• [작업]
아래 목록의 모든 줄을 빈 줄은 빼고 번호를 붙여 차례대로 정리하세요.

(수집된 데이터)
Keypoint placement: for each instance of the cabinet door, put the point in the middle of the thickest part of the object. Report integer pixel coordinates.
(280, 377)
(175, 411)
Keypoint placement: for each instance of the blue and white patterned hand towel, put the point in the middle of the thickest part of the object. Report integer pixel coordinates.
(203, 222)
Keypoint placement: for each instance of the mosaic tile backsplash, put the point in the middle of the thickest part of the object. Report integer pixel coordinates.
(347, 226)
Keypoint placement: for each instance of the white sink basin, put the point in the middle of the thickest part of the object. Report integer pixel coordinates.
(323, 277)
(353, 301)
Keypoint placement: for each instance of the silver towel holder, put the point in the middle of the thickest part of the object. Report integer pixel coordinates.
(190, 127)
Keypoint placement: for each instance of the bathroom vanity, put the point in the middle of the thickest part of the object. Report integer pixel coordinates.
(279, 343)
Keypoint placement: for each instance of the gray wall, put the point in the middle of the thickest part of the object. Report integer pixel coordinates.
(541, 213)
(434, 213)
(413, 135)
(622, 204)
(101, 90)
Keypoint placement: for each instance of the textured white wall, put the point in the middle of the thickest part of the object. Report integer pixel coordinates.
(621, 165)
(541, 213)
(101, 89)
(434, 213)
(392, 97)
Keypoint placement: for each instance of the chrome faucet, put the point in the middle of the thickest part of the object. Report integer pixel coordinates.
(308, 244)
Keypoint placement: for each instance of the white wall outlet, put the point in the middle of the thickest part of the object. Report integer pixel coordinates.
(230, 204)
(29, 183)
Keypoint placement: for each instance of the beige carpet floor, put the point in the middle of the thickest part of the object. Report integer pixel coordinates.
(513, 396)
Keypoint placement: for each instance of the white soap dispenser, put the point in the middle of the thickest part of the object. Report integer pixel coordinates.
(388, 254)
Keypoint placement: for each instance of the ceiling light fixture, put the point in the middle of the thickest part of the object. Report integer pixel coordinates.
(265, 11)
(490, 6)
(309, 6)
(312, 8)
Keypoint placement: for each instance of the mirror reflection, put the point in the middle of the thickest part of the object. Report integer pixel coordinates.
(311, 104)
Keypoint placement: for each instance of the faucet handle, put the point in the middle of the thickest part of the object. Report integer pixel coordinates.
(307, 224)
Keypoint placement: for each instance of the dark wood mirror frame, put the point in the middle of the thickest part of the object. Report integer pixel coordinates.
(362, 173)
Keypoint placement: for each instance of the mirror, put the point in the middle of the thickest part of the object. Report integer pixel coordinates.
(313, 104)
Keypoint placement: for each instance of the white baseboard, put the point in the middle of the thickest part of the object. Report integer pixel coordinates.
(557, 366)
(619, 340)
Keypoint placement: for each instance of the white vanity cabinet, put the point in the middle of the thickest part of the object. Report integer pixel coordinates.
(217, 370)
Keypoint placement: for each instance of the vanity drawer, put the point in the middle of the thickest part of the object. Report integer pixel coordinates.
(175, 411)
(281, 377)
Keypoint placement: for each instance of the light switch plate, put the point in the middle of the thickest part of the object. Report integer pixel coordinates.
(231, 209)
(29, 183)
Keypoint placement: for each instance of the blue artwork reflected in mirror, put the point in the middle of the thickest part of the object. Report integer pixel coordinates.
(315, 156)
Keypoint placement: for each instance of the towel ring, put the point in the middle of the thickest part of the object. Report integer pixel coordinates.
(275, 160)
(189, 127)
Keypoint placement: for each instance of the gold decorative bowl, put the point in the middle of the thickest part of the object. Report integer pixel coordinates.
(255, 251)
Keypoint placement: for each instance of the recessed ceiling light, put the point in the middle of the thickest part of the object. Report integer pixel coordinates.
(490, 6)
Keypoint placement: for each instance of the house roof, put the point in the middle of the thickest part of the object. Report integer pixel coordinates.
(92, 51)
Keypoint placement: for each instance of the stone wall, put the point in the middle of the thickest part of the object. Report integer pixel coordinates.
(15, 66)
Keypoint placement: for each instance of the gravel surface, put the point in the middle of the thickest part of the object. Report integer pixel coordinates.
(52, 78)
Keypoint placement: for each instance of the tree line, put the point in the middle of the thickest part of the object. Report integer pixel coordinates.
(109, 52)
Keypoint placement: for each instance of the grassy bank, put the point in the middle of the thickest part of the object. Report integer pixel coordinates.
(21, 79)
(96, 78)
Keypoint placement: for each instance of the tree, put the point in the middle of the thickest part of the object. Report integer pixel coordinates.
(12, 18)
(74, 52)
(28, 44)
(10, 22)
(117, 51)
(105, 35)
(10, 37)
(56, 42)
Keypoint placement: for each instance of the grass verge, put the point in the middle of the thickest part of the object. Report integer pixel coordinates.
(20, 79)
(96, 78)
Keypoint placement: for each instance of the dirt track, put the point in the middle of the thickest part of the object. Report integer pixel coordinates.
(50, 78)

• [문제 풀이]
1. Keypoint placement: for each instance of the cabinet door, put the point in the middle of the thickest part of the object. Report integer pixel coordinates.
2. (280, 377)
3. (175, 411)
4. Keypoint placement: for each instance of the blue and white patterned hand towel, put the point in the middle of the thickest part of the object. Report integer pixel coordinates.
5. (203, 222)
6. Keypoint placement: for each instance of the mosaic tile backsplash, put the point in the middle of the thickest part of the object. Report integer pixel coordinates.
7. (347, 226)
8. Keypoint placement: for each instance of the white sink basin, put the point in the middle of the thickest part of the object. Report integer pixel coordinates.
9. (323, 277)
10. (353, 301)
11. Keypoint placement: for each instance of the silver towel holder, put the point in the middle of the thickest part of the object. Report integer pixel coordinates.
12. (190, 127)
13. Keypoint placement: for each instance of the bathroom vanity, put the point in the middle of the thickest part of the object. Report integer pixel coordinates.
14. (279, 343)
15. Keypoint placement: for each instance of the gray wall, put the point in the middle of the thickest part of the object. Report integer pixel coordinates.
16. (541, 213)
17. (434, 213)
18. (413, 135)
19. (622, 204)
20. (101, 90)
21. Keypoint placement: for each instance of the textured white wall, put the point in the middle of the thickest part of the object. Report integer pixel coordinates.
22. (621, 165)
23. (541, 213)
24. (101, 89)
25. (434, 213)
26. (392, 97)
27. Keypoint placement: for each instance of the chrome faucet, put the point in the middle of the thickest part of the object. Report integer pixel coordinates.
28. (308, 244)
29. Keypoint placement: for each instance of the white wall outlet, put the point in the middle of the thickest part of the object. Report integer pixel coordinates.
30. (230, 204)
31. (29, 183)
32. Keypoint placement: for each instance of the beige carpet floor, put the point in the middle of the thickest part of the object. Report integer pixel coordinates.
33. (513, 396)
34. Keypoint placement: for each instance of the white soap dispenser, put the point in the middle of the thickest part of the object. Report integer pixel coordinates.
35. (388, 254)
36. Keypoint placement: for each instance of the ceiling light fixture, put the point in the middle of the thickest part of the object. Report integer pixel coordinates.
37. (265, 11)
38. (490, 6)
39. (309, 6)
40. (312, 8)
41. Keypoint placement: for each instance of the mirror reflection, put the point in the middle of the thickest part of the object. Report integer pixel coordinates.
42. (311, 104)
43. Keypoint placement: for each instance of the faucet handle, put the point in the middle of the thickest part of the object. Report integer pixel coordinates.
44. (307, 224)
45. Keypoint placement: for each instance of the dark wood mirror frame, put the point in the middle of the thickest part of the object. Report integer pixel coordinates.
46. (362, 173)
47. Keypoint placement: for each instance of the mirror, put the point in the middle of the thickest part of the object. Report integer pixel coordinates.
48. (313, 104)
49. Keypoint placement: for each instance of the white baseboard, put the point in the middle of the thickest part of the object. Report integer pixel coordinates.
50. (557, 366)
51. (619, 340)
52. Keypoint placement: for each instance of the white vanity cabinet, put the point in the middle of the thickest part of the object. Report integer pixel coordinates.
53. (217, 370)
54. Keypoint placement: for each instance of the vanity drawer, put the point in the middle of the thickest part of the object. Report integer pixel coordinates.
55. (175, 411)
56. (281, 377)
57. Keypoint placement: for each instance of the light switch plate, put the point in the middle of the thickest part of the object. Report integer pixel coordinates.
58. (231, 209)
59. (29, 183)
60. Keypoint placement: for each instance of the blue artwork reflected in mirror, put the point in the middle of the thickest part of the object. Report integer pixel coordinates.
61. (315, 156)
62. Keypoint placement: for each instance of the towel ring, put the point in the middle of the thickest part of the object. Report integer pixel coordinates.
63. (275, 160)
64. (189, 127)
65. Keypoint placement: for each instance of the gold decorative bowl, put the point in the middle of the thickest part of the object. Report integer pixel coordinates.
66. (255, 251)
67. Keypoint placement: for each instance of the recessed ceiling light, put the point in the middle of the thickest part of the object. Report integer pixel coordinates.
68. (490, 6)
69. Keypoint placement: for each instance of the house roof, put the point in the middle of the thickest part of the object. Report integer pixel coordinates.
70. (92, 51)
71. Keypoint placement: for each instance of the stone wall, put the point in the middle of the thickest part of the object. Report integer pixel coordinates.
72. (15, 66)
73. Keypoint placement: for each instance of the gravel surface, put the point in the middle of the thickest part of the object. Report integer pixel coordinates.
74. (52, 78)
75. Keypoint placement: for each instance of the tree line, put the point in the middle of the thickest part of the object. Report integer pixel coordinates.
76. (109, 52)
77. Keypoint placement: for each instance of the grassy bank, put the point in the middle of the thickest part of the object. Report integer pixel coordinates.
78. (21, 79)
79. (96, 78)
80. Keypoint placement: for each instance of the tree, put the point in the middle of the thickest part of the object. Report integer pixel coordinates.
81. (12, 18)
82. (74, 52)
83. (28, 44)
84. (10, 22)
85. (117, 51)
86. (105, 35)
87. (10, 37)
88. (56, 42)
89. Keypoint placement: for each instance of the grass verge, put the point in the middle of the thickest part of the object. Report integer pixel coordinates.
90. (20, 79)
91. (96, 78)
92. Keypoint placement: for each instance of the dirt track, put the point in the middle of the thickest part of the object. Report integer pixel coordinates.
93. (50, 78)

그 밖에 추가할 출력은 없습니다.